Challenge => Copy every line of the data below word for word, leaving out the pictures.

Provided entries =>
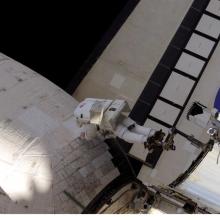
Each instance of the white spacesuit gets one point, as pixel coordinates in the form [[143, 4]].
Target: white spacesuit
[[108, 118], [205, 118]]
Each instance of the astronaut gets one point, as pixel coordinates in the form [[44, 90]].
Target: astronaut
[[108, 118]]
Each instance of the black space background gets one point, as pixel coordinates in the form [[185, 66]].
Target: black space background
[[55, 39]]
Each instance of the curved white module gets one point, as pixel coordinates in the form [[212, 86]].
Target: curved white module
[[40, 155]]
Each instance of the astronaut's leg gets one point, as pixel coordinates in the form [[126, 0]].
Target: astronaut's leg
[[122, 132], [135, 128]]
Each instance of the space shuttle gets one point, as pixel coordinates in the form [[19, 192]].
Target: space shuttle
[[160, 70]]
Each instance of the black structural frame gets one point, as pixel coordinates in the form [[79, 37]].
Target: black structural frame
[[151, 93], [106, 39], [147, 99]]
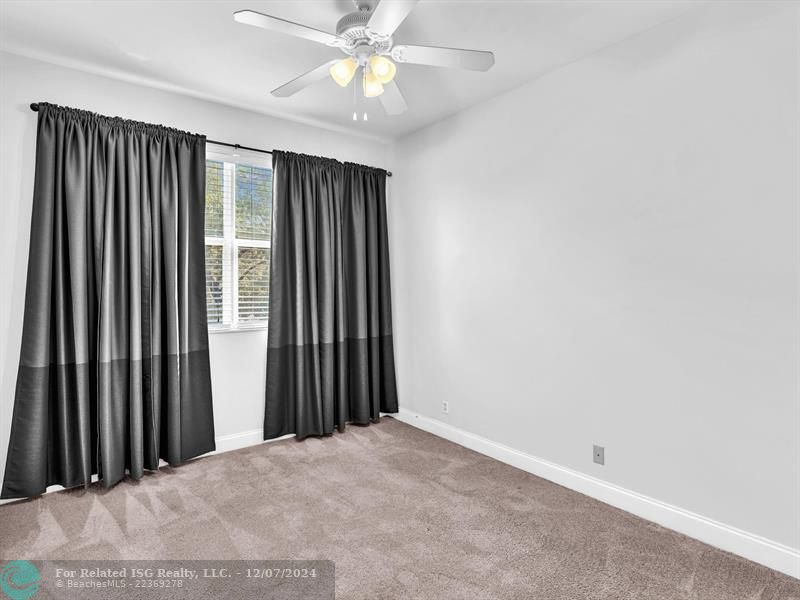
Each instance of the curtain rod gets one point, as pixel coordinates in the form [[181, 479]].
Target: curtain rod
[[35, 108]]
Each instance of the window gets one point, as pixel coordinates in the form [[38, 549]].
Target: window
[[238, 228]]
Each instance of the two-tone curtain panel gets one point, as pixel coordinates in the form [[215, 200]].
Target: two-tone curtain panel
[[114, 368], [330, 357]]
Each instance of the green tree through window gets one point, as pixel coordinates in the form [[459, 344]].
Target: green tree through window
[[238, 228]]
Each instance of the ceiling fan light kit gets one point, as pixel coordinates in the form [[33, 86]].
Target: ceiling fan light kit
[[344, 71], [366, 37]]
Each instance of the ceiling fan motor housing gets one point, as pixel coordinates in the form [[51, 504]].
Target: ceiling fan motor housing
[[360, 41]]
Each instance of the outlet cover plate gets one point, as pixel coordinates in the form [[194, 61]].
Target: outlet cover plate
[[599, 455]]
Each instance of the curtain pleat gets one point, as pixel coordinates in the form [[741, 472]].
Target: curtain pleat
[[330, 354], [114, 370]]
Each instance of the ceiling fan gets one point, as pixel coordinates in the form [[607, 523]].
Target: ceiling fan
[[365, 36]]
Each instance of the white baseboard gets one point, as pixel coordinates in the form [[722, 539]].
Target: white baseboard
[[226, 443], [750, 546]]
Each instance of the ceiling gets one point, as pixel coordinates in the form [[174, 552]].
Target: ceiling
[[197, 48]]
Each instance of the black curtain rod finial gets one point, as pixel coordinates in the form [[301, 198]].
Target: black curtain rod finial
[[35, 108]]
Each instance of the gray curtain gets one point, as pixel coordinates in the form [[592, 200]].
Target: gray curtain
[[114, 370], [330, 358]]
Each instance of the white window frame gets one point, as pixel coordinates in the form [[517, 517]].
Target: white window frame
[[230, 243]]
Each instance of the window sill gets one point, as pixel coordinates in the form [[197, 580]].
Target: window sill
[[254, 328]]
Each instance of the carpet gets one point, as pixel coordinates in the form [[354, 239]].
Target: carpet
[[403, 513]]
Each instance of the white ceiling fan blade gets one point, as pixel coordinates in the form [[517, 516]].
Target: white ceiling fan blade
[[392, 99], [474, 60], [306, 79], [386, 18], [250, 17]]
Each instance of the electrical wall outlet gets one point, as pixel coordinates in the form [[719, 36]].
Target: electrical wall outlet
[[599, 455]]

Answer to the exercise =>
Each instance of the white spacesuit gets one point, as pixel coordinates in the form [[143, 4]].
Target: white spacesuit
[[108, 118], [205, 118]]
Each instance of the astronaut gets one point, as pixel coordinates in the form [[44, 90]].
Target: astronaut
[[108, 118]]
Each instance of the black space background gets one point, as pixel coordinates in the form [[185, 66]].
Target: black space background
[[55, 39]]
Each instance of the curved white module gets one point, as pixel coordinates in the form [[212, 86]].
Target: curved white module
[[40, 155]]
Each instance of the astronaut's leg gets one point, as pixel coordinates in the form [[126, 0]].
Target: astronaut's leg
[[122, 132], [135, 128]]
Each instance of the space shuttle gets one point, as pixel coordinates in the form [[19, 192]].
Target: space shuttle
[[160, 70]]
Each instance of the black structural frame gets one point, as pixel coordinates in the form [[79, 37]].
Target: black structural frame
[[151, 93], [106, 39], [147, 99]]
Each instance of the curtain rod gets one point, as pixel coordinates in the form [[181, 479]].
Target: curtain rod
[[35, 108]]
Each instance of the window gets one point, as pixel coordinates in the form [[38, 549]].
Target: window
[[238, 228]]
Each instance of the two-tone curtain panel gets one point, as pixel coordinates in the form [[215, 200]].
Target: two-tone curtain panel
[[114, 368], [330, 357]]
Each instance of the green tree through window gets one point, as pixel coordinates in the form [[459, 344]].
Target: green tree through window
[[238, 228]]
Each instance of the ceiling fan light kit gets one point, as pixel coordinates in the form [[33, 86]].
Target: ceiling fan light kit
[[344, 71], [366, 37]]
Each instance of the ceiling fan motor housing gets one point, as pixel coordinates in the form [[51, 504]].
Target: ceiling fan motor housing
[[360, 41]]
Each instance of the outlet cover plate gets one point, as pixel coordinates in the form [[194, 61]].
Target: outlet cover plate
[[599, 455]]
Each instance of the curtain pleat gets one point, as pixel coordinates in the form [[741, 472]].
Target: curtain pleat
[[330, 354], [114, 370]]
Each instance of the ceiling fan gets one point, as pixel coordinates in the form [[607, 523]].
Target: ceiling fan
[[365, 36]]
Each instance of the white baseboard gets one point, as pixel coordinates in the form [[722, 539]].
Target: white baseboard
[[226, 443], [750, 546]]
Each instance of the ceiling gets one point, as pixel coordinates in the form [[174, 552]].
Target: ceiling
[[197, 48]]
Each instance of the black curtain rod finial gets one point, as pixel coordinates in the form [[301, 198]].
Target: black curtain rod finial
[[35, 108]]
Each instance of the gray curtain gets one point, as pixel coordinates in the form [[592, 200]].
Target: gray curtain
[[114, 370], [330, 358]]
Each instance of the white window frame gets one point, as pixel coordinates in the form [[517, 517]].
Target: white window frame
[[230, 243]]
Each instance of the window sill gets one point, as pixel coordinates in the form [[197, 580]].
Target: window sill
[[254, 328]]
Each instance of the carpet gets one point, as pixel coordinates in the form [[354, 239]].
Target: carpet
[[403, 513]]
Each instance of the white ceiling fan blade gets one point, as pixel coordinates in the form [[517, 516]].
Target: white ceiling fan blade
[[392, 99], [474, 60], [306, 79], [386, 18], [250, 17]]
Each instance of the electrical wall outlet gets one point, as pixel coordinates in the form [[719, 36]].
Target: electrical wall outlet
[[599, 455]]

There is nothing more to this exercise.